* **TASK DESCRIPTION**
List every line in the items below that contains the word "jacket".

* **EXTRACTED ENTRIES**
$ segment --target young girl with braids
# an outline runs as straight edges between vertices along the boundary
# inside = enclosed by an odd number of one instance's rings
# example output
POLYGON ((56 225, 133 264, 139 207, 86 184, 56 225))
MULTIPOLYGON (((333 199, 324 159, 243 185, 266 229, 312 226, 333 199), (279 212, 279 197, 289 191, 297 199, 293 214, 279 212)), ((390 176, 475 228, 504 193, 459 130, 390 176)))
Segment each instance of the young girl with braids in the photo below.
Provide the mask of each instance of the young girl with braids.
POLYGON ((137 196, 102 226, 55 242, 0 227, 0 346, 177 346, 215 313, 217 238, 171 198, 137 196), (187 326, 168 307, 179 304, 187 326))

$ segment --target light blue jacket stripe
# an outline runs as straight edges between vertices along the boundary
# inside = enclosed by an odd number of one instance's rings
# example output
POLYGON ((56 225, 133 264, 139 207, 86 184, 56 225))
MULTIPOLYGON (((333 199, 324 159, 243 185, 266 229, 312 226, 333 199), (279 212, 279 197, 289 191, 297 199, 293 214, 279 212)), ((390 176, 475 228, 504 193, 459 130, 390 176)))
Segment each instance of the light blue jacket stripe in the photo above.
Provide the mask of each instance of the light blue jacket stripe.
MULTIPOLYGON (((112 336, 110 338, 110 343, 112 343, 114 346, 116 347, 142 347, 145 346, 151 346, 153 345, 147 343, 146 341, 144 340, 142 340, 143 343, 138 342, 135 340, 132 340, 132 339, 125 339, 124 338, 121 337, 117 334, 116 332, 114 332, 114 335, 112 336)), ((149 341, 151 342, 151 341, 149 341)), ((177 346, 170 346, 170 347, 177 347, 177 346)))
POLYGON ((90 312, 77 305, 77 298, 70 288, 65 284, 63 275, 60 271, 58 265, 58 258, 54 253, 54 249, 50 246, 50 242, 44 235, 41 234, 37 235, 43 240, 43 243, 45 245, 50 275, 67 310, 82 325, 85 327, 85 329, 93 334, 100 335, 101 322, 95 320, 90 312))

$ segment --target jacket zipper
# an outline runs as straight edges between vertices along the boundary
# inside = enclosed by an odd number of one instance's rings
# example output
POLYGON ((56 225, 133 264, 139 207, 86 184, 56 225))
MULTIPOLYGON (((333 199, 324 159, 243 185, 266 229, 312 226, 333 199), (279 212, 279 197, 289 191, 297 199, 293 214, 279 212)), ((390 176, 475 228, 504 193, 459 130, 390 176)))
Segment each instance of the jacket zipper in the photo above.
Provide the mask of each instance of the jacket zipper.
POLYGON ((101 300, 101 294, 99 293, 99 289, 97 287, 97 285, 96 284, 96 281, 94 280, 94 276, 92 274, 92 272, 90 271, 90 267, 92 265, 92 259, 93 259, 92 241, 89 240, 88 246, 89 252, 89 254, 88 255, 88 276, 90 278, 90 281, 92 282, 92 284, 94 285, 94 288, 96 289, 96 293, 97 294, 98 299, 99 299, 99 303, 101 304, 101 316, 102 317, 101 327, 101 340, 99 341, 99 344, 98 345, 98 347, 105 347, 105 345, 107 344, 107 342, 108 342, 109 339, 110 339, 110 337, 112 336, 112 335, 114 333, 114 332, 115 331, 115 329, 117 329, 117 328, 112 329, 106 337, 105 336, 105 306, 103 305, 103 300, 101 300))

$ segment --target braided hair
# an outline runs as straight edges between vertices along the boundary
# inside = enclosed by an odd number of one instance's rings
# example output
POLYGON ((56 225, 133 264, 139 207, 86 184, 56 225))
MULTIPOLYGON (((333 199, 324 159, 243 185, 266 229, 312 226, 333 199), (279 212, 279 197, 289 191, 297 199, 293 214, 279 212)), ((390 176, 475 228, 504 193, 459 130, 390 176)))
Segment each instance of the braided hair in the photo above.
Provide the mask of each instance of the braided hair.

* **CORRECT OUTPUT**
$ segment --target light blue jacket stripe
Segment each instance of the light blue jacket stripe in the photo above.
Provide the mask of each instance of the light blue jacket stripe.
$ segment --target jacket zipper
Segment each instance of the jacket zipper in the photo above.
Provide the mask of each instance of the jacket zipper.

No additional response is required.